## Exercise instructions
Please return each of the entries below exactly as they appear.

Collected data
▼▼▼

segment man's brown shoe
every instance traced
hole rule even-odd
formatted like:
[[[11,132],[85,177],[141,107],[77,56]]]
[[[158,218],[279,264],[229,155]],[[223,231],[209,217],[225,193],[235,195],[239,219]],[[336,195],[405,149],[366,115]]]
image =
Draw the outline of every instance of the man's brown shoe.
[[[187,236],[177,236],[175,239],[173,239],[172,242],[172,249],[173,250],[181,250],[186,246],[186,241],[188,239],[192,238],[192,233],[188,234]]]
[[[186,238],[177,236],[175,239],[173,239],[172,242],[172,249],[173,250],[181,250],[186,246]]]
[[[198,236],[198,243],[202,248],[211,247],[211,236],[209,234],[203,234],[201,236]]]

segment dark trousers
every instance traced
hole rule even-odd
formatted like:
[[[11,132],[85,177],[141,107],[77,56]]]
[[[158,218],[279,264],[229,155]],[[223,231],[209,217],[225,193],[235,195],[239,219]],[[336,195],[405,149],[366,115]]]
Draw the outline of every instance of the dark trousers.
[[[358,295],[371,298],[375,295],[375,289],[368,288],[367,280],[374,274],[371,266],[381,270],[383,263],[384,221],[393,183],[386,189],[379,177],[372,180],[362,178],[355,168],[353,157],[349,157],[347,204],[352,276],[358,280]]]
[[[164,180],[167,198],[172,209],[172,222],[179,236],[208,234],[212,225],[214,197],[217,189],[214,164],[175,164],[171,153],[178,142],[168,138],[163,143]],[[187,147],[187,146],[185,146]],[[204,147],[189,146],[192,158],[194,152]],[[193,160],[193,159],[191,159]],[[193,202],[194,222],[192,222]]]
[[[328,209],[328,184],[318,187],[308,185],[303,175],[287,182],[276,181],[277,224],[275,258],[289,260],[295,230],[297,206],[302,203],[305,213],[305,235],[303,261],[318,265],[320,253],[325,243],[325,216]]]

▲▲▲

## Solution
segment man's brown shoe
every instance traced
hole rule even-odd
formatted like:
[[[11,132],[85,177],[141,107],[77,56]]]
[[[158,218],[279,264],[229,155]],[[223,231],[209,217],[225,193],[235,195],[239,219]],[[336,195],[405,149],[366,115]]]
image =
Draw the outline of every instance of the man's brown shoe.
[[[187,236],[177,236],[175,239],[173,239],[172,242],[172,249],[173,250],[181,250],[186,246],[186,241],[188,239],[192,238],[192,233],[188,234]]]
[[[186,238],[177,236],[175,239],[173,239],[172,242],[172,249],[173,250],[181,250],[186,246]]]
[[[198,236],[198,243],[202,248],[211,247],[211,236],[209,234],[203,234],[201,236]]]

segment dark trousers
every instance traced
hole rule even-odd
formatted like:
[[[11,132],[85,177],[141,107],[77,56]]]
[[[158,218],[279,264],[229,155]],[[223,231],[209,217],[225,193],[235,195],[239,219]],[[336,195],[405,149],[366,115]]]
Draw the outline of every instance of the dark trousers.
[[[358,295],[371,298],[375,295],[375,289],[368,288],[367,280],[374,274],[371,266],[381,270],[383,263],[384,221],[393,183],[386,189],[379,177],[372,180],[362,178],[355,168],[353,157],[349,157],[347,204],[352,276],[358,280]]]
[[[164,180],[167,198],[172,209],[172,222],[179,236],[208,234],[212,225],[214,197],[217,189],[214,164],[175,164],[171,153],[178,142],[168,138],[163,143]],[[187,147],[187,146],[185,146]],[[204,147],[189,146],[192,158],[194,152]],[[193,160],[193,159],[191,159]],[[193,202],[194,222],[192,222]]]
[[[328,209],[328,184],[318,187],[308,185],[303,175],[287,182],[276,181],[277,224],[275,258],[289,260],[295,230],[297,206],[302,203],[305,213],[305,235],[303,261],[318,265],[320,253],[325,243],[325,216]]]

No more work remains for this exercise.